## Belge bölümü:
"""

Pazar gecesi oynanan Indian Wells kadınlar finali sadece bu senenin değil, tenis tarihinin en önemli maçlarından biri olarak kayda geçti. Özellikle çok ciddi yatırım yapılan ve beşinci Grand Slam olarak konumlanmak isteyen Indian Wells’e böyle bir final yakıştı. Bol çekişmeli, iki tenisçinin de hem mental hem fiziksel iniş-çıkışlar yaşadığı, uzun rallileri ve üç saati aşan süresi ile tenis ruhunu bu kadar yansıtan bir karşılaşmayı uzun zamandır izlememiştim. İki oyuncu da tüm güçlerini sonuna kadar ortaya koydu ama kazanan sonlarda daha az hata yapan İspanyol Paula Badosa oldu. Önce iki tarafa da kısaca bakalım:

Paula Badosa bu sene Madrid Open’da başlattığı yükselişi hep üzerine koyarak devam ettirdi. Roland Garros’ta çeyrek final, Wimbledon’da dördüncü tur, Olimpiyat’ta çeyrek final, Cincinnati’de çeyrek final ve nihayetinde Indian Wells’te şampiyonluk… Aslında İspanyol oyuncunun bu çıkışı yapması daha önce bekleniyordu. Etkili servis gücü ve geri çizgide üst düzey bir savunma yeteneği olan Badosa, zaten bu iki özelliği ile turdaki çoğu rakibinin en az bir adım önünde maçlara başlıyor. Servis ve savunma beraber işlerse zaten işler kendisi için çok kolaylaşıyor. Sıra ilk 10 seviyesindeki oyuncularla ile oynanan maçlara geldiğinde ise Badosa kadar karşı tarafın da hangi taktikle oynadığı belirleyici olabiliyor.

"""

## Veri kümesinden alıntı:
"""

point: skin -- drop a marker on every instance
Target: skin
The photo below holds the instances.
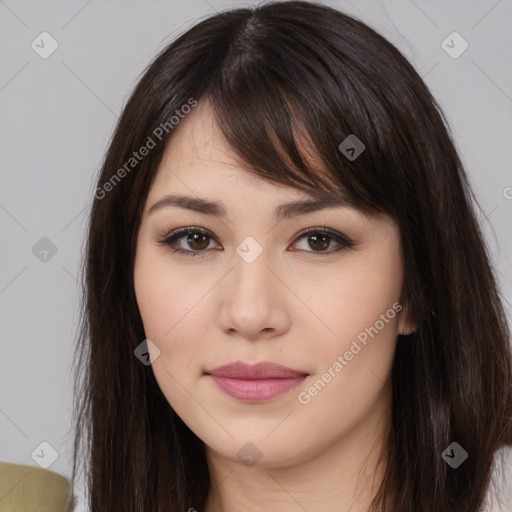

"""

## Yapılacaklar:
[A] Indian Wells finaliyle ilgili yazıya göre kadınlar finalini kim kazandı?
[B] Lütfen Indian Wells finali üzerine yazının devamını, kaldığı yerden itibaren yazın.
Satırların bu işle hiçbir ilgisi yok.

## Cevaplar:
[A] Finali İspanyol Paula Badosa kazandı.

[B]
Eski dünya 1 numarası, iki kez Grand Slam şampiyonu ve, turun en büyük ve sert oyuncularından Victoria Azarenka’yı anlatmaya zaten gerek yok, doğum sonrası ara verdiği teniste yıllar sonra iki sezondur onu bu kadar istekli, hırslı ve formda görebilmek tenis adına çok büyük bir kazanç.

Final maçına gelince… Azarenka, rakibinin savunma gücünü ve karşıya gönderdiği her topun bir şekilde geri geleceğini bildiği için derin toplarla oynayarak ve file önüne gelerek, agresif ve baskın bir oyun tarzıyla, Badosa'nın maça ve savunmaya ısınmasına izin vermeden ilk seti bitirmek istedi. Bu taktik karşısında önce bocalayan İspanyol oyuncu dördüncü oyundan sonra dengeyi sağladı ve maç her oyunda uzun rallilerin olduğu, iki oyuncu için de yıpratıcı bir formata dönüştü. Karşılıklı hatalar ve servis kırmalarla tie break’e taşınan ilk seti Badosa yaklaşık 80 dakikalık bir mücadelenin sonunda kazanmayı başardı.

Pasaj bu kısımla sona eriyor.